* _Document_
┌────────
# Alphamax 32 vs 35



## purplecoffin (Feb 24, 2009)

Sounds like they have the 35 in stock. :smile: Otherwise, it shouldn't be tragic either way. There are a couple of long draw archers that I know shooting 30" ata bows very well.
Shoot both and buy what YOU like.
Don


----------



## Binney59 (Nov 28, 2008)

Normally I would think the same thing, but in this case they had way more 32's than 35's so I think he was giving his honest opinion. Just wanted to see if there was any advantage to either size bow assuming DL remains the same. 
Thanks!


----------



## popeye7777 (Apr 18, 2005)

In my opinion the 35 draws more smoothly and is more forgiving to shooting problems.


----------



## Binney59 (Nov 28, 2008)

anyone else? More insight?


----------



## Rip Steele (Feb 11, 2009)

You will be able to hold the bow steadier, and the draw with be a little smoother. If you plan on hunting in a blind or stalking I would still go with the 32. If your gonna just stand hunt and 3D go with the 35 IMO.


----------



## Upa (Mar 15, 2010)

Rip Steele said:


> You will be able to hold the bow steadier, and the draw with be a little smoother. If you plan on hunting in a blind or stalking I would still go with the 32. If your gonna just stand hunt and 3D go with the 35 IMO.



IMO is the best advice at the moment. 

someone correct me if im wrong but isnt the 32 IBO rated to be faster that the 32?


----------



## rabbithunter (Sep 26, 2008)

*ttt*

with a long draw a longer to axle to axle is better because then you do not get as much arrow pinch on the nock. Which will make it shoot better. Just my opinion.


----------



## MIKEY CUSTOM-G (Oct 5, 2002)

*well*

i'm 5' 7" and a 28.5 draw and I chose the 35 bonecollector over the short one. Why ??? I felt it handled better overall even though its a bit slower. I am not convinced otherwise some 7 months later. great bow.


----------



## Brian F (Jan 8, 2007)

I had the 32 and didn't like the valley on the cam. I am a 28" with the #2 cams there was almost no valley but holy moley was it fast 324fps 70#'s 318 grain victory arrow. I didn't care for the 32 so I sold it and purchased the 35 with the #2 cams at 28.5 and I am right in the middle of the cam for draw legenth and it's very smooth and has a nice valley. I think the 35 is the way to go for you being a 30" draw the string angle wont be so steep. My 35 is just as fast as my 32 but I also am1/2" longer on the 35. Just my 2 cents sir.


----------



## Jacack (Sep 24, 2005)
└────────
* _Required work_
1. Copy the Alphamax 32 vs 35 thread word for word, from "## purplecoffin (Feb" up to and including "what YOU like.".
2. Continue the forum discussion comparing the Alphamax 32 and 35 bows from the point where it stops.

* _Recorded information_
┌────────
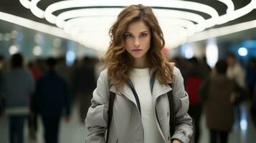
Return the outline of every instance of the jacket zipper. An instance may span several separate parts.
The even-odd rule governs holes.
└────────
* _In response_
1.
## purplecoffin (Feb 24, 2009)

Sounds like they have the 35 in stock. :smile: Otherwise, it shouldn't be tragic either way. There are a couple of long draw archers that I know shooting 30" ata bows very well.
Shoot both and buy what YOU like.

2.
i went with a 32 with a # 2 cam, i like the bow alot but a buddy bought the 35 set up almost the same as mine, his has 1/2 more draw with same cam and i like the feel of his better. maybe just in my head but i am now shopping for a 35


----------



## bonie (Feb 22, 2008)

*Alphamax*

i have 2, 35 one in color and one in camo both fast but the 32 set the same is faster but not as forgiving.I shot with a hoyt national staff shooter who shoots indoor with a 35 and seen him shot quit a few perfect blue and white 300 rounds with all Xs. In fact he just recently got a second 35, He can have what ever he wants free, I bought his old one for my son.


----------



## hoytalphamax (Jan 26, 2009)

Rip Steele said:


> You will be able to hold the bow steadier, and the draw with be a little smoother. If you plan on hunting in a blind or stalking I would still go with the 32. If your gonna just stand hunt and 3D go with the 35 IMO.


Im with him if your gonna hunt with it 32.Now if its for spots and 3D then i go with a 35.I had the 32 to hunt with but now have a 35 that i got for spots and 3D.I like the 35 much better to shoot target with tho.And the ibo on the 32 is faster the the 35,I had my 35 61 pounds 28 draw shootin 300 fps


----------



## crawdad (Jul 21, 2008)

*Sight Picture*

Correct me if I am wrong, but with a long draw length and a short ATA, your eye is pretty far from the peep, which affects the ease of aiming the bow.

Draw an exagerrated stick man, real tall, long DL, shooting a short bow.
Then draw a short man, short DL, shooting a tall bow. You can see how the eye on the short guy is closer to the string.

That said, I am sure there are plenty of people with long DL who can accurately shoot short ATA bows. Consider also whether you need a short bow for manuerverability in your blind or tree stand.

Just my 2 bits.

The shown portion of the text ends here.